Exercise description: Please copy the data shown below, word for word.

Task inputs:
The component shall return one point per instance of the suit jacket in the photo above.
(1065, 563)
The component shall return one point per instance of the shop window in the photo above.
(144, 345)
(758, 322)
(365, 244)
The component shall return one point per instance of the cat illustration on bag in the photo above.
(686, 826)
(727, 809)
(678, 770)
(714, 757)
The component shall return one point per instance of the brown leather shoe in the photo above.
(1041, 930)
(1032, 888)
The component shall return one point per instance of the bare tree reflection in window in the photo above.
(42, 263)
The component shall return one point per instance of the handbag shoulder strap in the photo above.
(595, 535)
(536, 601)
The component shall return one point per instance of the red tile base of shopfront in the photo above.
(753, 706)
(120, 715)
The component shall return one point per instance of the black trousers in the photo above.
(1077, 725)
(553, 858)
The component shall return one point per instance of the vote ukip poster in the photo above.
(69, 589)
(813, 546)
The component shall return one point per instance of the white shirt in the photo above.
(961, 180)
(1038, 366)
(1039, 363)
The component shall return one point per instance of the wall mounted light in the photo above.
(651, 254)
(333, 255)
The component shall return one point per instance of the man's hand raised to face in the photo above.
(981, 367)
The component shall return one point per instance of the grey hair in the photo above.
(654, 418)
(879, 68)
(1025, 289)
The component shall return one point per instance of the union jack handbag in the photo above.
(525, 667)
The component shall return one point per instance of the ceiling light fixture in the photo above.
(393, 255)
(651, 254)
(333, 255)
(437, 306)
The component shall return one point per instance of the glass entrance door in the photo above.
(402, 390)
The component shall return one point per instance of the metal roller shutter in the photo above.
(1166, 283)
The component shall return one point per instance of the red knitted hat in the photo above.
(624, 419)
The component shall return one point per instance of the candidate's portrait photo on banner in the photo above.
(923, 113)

Finished task:
The component shall return one point per instance of the suit jacket in the photo above.
(1065, 563)
The component shall return one point per instance of the shop window in the photo above.
(144, 345)
(758, 322)
(365, 244)
The component shall return one point per instance of the cat illustration on bag in the photo above.
(686, 826)
(727, 809)
(678, 770)
(714, 757)
The component shall return one point per instance of the brown leather shoe in the photo above.
(1041, 930)
(1032, 888)
The component shall return one point per instance of the bare tree reflection in window in the photo above.
(42, 263)
The component shall return one point per instance of the handbag shoulder strap in the photo above.
(595, 535)
(536, 601)
The component shall return one point per instance of the red tile base of shopfront in the photo above.
(753, 706)
(120, 715)
The component shall return one point per instance of the black trousers in the photo above.
(1077, 725)
(553, 858)
The component shall return one point per instance of the vote ukip poster in the photo above.
(69, 589)
(813, 546)
The component shall return one point per instance of the white shirt in the photo above.
(961, 180)
(1038, 366)
(1039, 363)
The component shall return one point per instance of the wall mounted light in the photo above.
(651, 254)
(333, 255)
The component shall return one point per instance of the man's hand raised to face in the photo above.
(981, 367)
The component shall return one point per instance of the grey hair in the photo above.
(654, 418)
(879, 68)
(1025, 289)
The component shall return one point per instance of the union jack handbag in the photo above.
(525, 667)
The component shall return one point per instance of the ceiling light fixture in the photo above.
(393, 255)
(651, 254)
(333, 255)
(437, 306)
The component shall return one point per instance of the glass entrance door in the photo above.
(402, 390)
The component shall return one point per instance of the metal roller shutter in the photo above.
(1166, 283)
The component shall return one point per instance of the red knitted hat in the photo above.
(624, 419)
The component shall return one point per instance of the candidate's portrait photo on banner in the photo above.
(923, 113)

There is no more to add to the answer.